◆ **TUGAS LATIHAN A**:
Salin ulang seluruh teks tentang konservasi dan pemugaran cagar budaya tanpa mengubah satu huruf pun.
◆ **TUGAS LATIHAN B**:
Temukan setiap baris dalam catatan yang memuat kata "tall", lalu salin baris-baris itu.

4.     Modern Science and Technology
Modern Science and Technology berkaitan dengan pengembangan metode dan teknik konservasi. Dengan semakin pesatnya perkembangan ilmu pengetahuan dan teknologi, semakin banyak pula metode dan teknik yang dapat digunakan untuk melakukan konservasi cagar budaya. Dalam penerapannya, metode dan teknik yang digunakan untuk mengonservasi suatu cagar budaya harus bersifat reversible (tidak permanen), sehingga apabila di kemudian hari sudah tidak sesuai dengan kondisi cagar budaya maupun lingkungan sekitarnya dapat di kembalikan. Teknik yang digunakan harus bersifat efektif, efisien, aman , tahan lama, dan dapat dipertanggung jawabkan secara ilmiah (Sutopo, 2015).

Pemugaran   
Pemugaran merupakan bagian dari konservasi. Dalam abstraksinya, Putri (2004) memaparkan bawa pemugaran merupakan serangkaian kegiatan yang bertujuan untuk mengembalikan keaslian bentuk benda cagar budaya dan memperkuat strukturnya bila diperlukan, yang dapat dipertanggung-jawabkan dari segi arkeologis, historis, dan teknis. Pemugaran dilakukan dengan memperhatikan keaslian bentuk, bahan, pengerjaan, dan tata letak. Pemugaran di Indonesia telah berlangsung sejak masa penjajahan Belanda, dan tercatat lebih dari 400 benda cagar budaya berupa bangunan yang telah dipugar. Beragamnya pelaksana pemugaran dan beragamnya bentuk benda cagar budaya yang dipugar mempengaruhi hsil akhir pemugaran. Hal ini disebabkan belum dimilikinya format baku tentang metode dan teknik pemugaran benda cagar budaya. Penelitian ini ditujukan untuk mencatat tentang metode dan teknik pemugaran benda cagar budaya yang telah berlangsung di Indonesia selama ini. (Putri, 2004)

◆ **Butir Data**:
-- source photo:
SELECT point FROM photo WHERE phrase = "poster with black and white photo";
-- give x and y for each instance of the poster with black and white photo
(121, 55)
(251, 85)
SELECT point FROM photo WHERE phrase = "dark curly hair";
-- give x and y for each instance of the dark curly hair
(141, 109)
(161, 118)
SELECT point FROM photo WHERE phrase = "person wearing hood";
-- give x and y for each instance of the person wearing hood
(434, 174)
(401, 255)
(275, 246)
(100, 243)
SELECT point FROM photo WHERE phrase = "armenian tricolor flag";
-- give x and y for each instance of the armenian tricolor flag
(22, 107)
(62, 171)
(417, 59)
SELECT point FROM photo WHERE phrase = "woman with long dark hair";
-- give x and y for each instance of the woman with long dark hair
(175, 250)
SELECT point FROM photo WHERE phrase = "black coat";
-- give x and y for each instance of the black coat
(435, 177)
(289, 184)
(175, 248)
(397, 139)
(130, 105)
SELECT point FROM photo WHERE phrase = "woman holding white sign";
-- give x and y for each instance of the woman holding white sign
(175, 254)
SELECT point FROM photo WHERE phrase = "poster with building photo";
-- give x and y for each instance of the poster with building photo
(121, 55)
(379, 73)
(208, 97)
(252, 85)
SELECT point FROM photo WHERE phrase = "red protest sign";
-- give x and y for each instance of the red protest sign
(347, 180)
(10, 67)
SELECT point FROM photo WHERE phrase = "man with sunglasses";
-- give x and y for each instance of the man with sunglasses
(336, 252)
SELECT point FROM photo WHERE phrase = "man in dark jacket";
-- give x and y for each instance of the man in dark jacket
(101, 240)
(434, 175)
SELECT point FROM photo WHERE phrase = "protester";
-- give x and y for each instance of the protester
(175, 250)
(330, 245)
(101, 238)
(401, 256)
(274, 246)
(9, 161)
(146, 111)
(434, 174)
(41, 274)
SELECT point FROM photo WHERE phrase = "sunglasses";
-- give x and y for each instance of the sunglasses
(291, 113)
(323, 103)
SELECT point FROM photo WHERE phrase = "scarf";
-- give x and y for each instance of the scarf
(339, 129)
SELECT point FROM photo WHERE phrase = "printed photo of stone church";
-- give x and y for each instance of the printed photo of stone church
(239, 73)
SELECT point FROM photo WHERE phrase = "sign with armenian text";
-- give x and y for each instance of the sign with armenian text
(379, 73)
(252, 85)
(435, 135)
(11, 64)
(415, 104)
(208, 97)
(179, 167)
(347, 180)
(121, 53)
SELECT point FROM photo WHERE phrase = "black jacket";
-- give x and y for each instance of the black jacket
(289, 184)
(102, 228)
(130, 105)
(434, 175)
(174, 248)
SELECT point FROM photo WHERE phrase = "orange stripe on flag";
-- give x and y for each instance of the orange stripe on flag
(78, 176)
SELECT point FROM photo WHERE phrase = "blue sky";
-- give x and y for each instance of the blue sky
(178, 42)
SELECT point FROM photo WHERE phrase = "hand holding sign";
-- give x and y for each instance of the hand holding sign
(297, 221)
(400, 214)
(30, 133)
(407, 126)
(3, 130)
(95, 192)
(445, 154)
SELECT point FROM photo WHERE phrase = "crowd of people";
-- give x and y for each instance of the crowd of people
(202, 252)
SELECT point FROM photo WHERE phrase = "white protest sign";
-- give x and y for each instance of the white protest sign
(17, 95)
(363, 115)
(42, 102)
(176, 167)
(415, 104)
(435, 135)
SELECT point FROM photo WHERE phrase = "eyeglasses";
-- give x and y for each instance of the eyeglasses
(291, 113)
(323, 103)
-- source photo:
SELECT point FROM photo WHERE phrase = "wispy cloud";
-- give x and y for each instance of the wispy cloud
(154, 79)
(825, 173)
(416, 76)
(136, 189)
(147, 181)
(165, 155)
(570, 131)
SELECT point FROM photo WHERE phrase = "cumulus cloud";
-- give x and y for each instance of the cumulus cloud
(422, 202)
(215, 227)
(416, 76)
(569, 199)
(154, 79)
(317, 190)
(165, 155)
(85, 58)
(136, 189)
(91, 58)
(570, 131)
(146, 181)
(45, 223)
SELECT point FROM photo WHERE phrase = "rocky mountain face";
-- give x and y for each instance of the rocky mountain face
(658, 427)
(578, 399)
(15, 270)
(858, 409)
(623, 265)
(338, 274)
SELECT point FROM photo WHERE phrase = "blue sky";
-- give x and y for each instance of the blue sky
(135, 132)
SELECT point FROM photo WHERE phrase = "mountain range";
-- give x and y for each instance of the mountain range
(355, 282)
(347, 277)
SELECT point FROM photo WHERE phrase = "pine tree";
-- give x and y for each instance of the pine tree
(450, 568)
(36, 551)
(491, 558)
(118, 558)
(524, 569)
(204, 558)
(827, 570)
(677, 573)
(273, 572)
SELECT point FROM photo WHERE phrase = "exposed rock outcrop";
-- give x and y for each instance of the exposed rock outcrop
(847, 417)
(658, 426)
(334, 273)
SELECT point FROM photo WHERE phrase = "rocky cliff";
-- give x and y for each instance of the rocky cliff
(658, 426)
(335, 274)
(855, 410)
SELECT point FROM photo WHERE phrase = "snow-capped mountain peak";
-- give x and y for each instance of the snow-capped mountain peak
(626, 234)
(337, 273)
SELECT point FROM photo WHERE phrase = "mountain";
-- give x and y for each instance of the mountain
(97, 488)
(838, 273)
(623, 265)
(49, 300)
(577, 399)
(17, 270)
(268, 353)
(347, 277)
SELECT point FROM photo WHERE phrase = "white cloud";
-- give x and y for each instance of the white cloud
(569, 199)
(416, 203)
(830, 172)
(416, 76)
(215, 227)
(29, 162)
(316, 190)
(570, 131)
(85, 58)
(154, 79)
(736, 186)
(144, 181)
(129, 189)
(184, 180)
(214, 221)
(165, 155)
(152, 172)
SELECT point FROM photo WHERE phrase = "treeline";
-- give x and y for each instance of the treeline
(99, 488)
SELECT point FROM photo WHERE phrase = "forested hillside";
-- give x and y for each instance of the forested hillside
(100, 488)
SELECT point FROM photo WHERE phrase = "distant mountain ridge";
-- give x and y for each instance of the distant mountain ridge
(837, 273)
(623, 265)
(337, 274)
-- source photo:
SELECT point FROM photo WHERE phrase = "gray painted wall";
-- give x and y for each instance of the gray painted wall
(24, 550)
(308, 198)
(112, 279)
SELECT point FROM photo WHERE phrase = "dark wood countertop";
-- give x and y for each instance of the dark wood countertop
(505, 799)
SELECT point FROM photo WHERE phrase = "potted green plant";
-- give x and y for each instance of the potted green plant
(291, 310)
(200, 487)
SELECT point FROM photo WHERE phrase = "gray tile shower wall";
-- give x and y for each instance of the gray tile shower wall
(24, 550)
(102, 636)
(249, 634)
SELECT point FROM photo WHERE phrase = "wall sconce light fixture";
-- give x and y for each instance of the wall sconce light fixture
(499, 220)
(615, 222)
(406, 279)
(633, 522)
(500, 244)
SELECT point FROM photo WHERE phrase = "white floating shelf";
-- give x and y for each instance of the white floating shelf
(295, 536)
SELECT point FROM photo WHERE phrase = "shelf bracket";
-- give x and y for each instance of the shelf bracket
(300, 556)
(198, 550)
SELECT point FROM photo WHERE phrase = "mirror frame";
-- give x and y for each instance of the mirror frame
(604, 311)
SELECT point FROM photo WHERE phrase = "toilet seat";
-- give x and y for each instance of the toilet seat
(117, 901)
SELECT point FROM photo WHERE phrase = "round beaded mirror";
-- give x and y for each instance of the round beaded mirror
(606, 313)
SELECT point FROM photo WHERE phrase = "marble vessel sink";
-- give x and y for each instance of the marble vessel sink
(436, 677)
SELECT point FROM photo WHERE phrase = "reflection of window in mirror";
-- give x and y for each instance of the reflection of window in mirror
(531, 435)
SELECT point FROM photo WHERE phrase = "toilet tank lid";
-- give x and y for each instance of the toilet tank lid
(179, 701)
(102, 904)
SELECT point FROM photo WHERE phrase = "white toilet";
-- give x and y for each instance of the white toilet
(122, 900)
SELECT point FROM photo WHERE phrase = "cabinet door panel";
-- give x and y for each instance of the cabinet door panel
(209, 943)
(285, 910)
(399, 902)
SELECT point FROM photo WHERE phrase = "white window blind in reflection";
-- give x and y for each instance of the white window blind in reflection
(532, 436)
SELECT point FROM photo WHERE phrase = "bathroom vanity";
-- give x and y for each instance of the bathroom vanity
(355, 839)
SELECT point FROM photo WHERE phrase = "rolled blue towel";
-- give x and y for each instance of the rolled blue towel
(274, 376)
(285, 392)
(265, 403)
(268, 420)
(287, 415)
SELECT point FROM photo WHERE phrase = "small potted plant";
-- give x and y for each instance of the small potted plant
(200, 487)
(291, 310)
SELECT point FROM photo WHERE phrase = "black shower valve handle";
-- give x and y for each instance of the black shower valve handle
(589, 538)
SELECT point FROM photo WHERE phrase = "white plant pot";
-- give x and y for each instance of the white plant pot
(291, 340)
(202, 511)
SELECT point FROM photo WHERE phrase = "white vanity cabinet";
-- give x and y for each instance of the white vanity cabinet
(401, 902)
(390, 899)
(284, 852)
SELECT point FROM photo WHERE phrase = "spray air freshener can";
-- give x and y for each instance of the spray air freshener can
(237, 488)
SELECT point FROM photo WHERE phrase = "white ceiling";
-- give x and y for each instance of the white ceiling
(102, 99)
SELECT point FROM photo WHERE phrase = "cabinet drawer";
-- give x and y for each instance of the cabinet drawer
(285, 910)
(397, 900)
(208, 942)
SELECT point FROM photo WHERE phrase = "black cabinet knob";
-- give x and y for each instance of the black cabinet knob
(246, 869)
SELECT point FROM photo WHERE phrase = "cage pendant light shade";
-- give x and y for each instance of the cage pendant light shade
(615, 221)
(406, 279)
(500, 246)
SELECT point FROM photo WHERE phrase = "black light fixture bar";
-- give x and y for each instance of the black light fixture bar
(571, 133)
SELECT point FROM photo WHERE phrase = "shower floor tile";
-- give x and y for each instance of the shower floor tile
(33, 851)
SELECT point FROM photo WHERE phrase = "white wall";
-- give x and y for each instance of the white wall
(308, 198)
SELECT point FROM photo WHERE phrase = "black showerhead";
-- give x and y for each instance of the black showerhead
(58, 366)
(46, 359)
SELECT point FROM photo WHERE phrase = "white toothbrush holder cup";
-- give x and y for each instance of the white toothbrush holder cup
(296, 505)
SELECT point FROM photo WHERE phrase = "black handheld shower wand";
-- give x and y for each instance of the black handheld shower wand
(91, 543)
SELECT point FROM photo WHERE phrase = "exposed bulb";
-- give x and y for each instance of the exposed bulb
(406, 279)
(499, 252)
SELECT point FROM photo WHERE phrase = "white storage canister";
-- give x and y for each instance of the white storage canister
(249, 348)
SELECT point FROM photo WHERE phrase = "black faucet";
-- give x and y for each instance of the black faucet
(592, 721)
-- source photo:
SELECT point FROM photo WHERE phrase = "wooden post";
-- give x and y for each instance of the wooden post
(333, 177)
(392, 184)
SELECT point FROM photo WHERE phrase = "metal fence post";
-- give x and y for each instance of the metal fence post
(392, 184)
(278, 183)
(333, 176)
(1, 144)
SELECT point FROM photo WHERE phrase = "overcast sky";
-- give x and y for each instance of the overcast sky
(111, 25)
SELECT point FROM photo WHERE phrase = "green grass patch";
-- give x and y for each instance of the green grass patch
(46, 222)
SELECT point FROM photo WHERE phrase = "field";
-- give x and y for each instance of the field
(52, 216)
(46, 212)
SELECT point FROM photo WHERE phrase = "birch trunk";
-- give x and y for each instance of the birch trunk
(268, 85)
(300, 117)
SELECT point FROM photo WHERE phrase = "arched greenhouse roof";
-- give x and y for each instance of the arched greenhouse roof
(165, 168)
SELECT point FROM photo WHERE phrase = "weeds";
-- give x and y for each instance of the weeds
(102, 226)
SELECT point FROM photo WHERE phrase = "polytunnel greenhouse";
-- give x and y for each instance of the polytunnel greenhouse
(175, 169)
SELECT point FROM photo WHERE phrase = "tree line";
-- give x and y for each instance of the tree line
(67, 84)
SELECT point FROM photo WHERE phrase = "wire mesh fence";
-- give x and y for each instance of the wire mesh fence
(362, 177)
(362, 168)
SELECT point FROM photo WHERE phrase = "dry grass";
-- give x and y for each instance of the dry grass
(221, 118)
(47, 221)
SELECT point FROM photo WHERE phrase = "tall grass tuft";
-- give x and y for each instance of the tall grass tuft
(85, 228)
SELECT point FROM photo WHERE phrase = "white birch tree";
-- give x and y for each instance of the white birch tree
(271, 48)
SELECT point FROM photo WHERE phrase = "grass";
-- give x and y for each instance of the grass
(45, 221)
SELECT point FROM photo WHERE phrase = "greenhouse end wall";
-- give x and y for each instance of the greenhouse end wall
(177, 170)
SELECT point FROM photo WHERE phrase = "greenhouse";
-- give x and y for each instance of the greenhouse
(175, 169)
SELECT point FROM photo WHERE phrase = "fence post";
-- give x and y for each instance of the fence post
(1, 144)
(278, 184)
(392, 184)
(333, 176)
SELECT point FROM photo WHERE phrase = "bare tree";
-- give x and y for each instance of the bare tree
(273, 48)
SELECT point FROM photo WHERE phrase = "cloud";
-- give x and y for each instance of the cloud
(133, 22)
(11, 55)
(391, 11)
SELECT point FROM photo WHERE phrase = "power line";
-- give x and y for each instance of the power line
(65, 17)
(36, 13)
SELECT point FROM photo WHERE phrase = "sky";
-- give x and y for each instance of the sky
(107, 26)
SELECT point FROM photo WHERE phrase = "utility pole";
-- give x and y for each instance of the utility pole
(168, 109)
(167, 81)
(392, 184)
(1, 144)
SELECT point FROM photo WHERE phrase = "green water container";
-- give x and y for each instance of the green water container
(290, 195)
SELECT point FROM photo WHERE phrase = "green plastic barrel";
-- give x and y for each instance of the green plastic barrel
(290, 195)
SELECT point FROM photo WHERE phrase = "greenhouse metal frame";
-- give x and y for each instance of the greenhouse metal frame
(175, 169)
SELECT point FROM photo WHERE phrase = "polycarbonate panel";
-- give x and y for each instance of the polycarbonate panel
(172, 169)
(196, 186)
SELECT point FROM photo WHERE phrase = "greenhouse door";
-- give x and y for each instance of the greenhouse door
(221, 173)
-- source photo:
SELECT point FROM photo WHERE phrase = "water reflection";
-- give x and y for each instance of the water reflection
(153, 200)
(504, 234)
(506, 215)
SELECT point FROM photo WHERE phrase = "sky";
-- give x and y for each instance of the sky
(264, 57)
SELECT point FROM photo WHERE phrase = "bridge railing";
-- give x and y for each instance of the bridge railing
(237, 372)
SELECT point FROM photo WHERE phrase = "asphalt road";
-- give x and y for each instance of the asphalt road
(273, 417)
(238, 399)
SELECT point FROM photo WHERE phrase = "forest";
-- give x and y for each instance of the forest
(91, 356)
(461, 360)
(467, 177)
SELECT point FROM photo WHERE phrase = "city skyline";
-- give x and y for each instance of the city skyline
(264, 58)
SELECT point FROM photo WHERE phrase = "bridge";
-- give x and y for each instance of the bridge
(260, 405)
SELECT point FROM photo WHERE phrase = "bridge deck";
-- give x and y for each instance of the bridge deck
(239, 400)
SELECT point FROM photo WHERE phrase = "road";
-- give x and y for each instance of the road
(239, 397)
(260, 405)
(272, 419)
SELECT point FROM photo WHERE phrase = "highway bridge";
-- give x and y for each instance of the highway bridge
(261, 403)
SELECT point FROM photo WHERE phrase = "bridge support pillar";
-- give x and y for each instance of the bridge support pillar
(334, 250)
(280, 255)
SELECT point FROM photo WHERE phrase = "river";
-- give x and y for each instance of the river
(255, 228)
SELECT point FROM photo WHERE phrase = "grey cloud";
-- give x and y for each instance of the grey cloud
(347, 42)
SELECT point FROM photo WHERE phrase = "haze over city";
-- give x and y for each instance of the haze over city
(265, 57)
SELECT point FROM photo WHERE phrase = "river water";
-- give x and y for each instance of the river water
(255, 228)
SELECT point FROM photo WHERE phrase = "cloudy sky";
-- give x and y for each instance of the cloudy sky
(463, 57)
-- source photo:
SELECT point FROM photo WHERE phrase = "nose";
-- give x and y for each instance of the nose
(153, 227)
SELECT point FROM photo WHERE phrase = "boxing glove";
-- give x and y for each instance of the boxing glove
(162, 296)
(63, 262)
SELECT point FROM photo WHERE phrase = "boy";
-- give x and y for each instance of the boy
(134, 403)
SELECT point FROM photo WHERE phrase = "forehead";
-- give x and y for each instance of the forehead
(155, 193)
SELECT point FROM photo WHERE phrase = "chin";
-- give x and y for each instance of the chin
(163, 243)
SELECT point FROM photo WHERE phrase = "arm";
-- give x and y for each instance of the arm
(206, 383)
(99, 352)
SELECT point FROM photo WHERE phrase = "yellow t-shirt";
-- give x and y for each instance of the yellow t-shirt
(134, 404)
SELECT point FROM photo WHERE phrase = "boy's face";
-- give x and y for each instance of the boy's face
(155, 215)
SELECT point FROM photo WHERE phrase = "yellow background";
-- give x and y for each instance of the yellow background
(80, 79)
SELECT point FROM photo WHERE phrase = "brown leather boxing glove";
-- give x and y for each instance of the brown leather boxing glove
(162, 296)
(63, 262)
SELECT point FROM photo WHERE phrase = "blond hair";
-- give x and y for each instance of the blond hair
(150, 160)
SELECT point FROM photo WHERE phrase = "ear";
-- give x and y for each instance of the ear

◆ **HASIL AKHIR A**:
4.     Modern Science and Technology
Modern Science and Technology berkaitan dengan pengembangan metode dan teknik konservasi. Dengan semakin pesatnya perkembangan ilmu pengetahuan dan teknologi, semakin banyak pula metode dan teknik yang dapat digunakan untuk melakukan konservasi cagar budaya. Dalam penerapannya, metode dan teknik yang digunakan untuk mengonservasi suatu cagar budaya harus bersifat reversible (tidak permanen), sehingga apabila di kemudian hari sudah tidak sesuai dengan kondisi cagar budaya maupun lingkungan sekitarnya dapat di kembalikan. Teknik yang digunakan harus bersifat efektif, efisien, aman , tahan lama, dan dapat dipertanggung jawabkan secara ilmiah (Sutopo, 2015).

Pemugaran   
Pemugaran merupakan bagian dari konservasi. Dalam abstraksinya, Putri (2004) memaparkan bawa pemugaran merupakan serangkaian kegiatan yang bertujuan untuk mengembalikan keaslian bentuk benda cagar budaya dan memperkuat strukturnya bila diperlukan, yang dapat dipertanggung-jawabkan dari segi arkeologis, historis, dan teknis. Pemugaran dilakukan dengan memperhatikan keaslian bentuk, bahan, pengerjaan, dan tata letak. Pemugaran di Indonesia telah berlangsung sejak masa penjajahan Belanda, dan tercatat lebih dari 400 benda cagar budaya berupa bangunan yang telah dipugar. Beragamnya pelaksana pemugaran dan beragamnya bentuk benda cagar budaya yang dipugar mempengaruhi hsil akhir pemugaran. Hal ini disebabkan belum dimilikinya format baku tentang metode dan teknik pemugaran benda cagar budaya. Penelitian ini ditujukan untuk mencatat tentang metode dan teknik pemugaran benda cagar budaya yang telah berlangsung di Indonesia selama ini. (Putri, 2004)

◆ **HASIL AKHIR B**:
SELECT point FROM photo WHERE phrase = "tall grass tuft";
-- give x and y for each instance of the tall grass tuft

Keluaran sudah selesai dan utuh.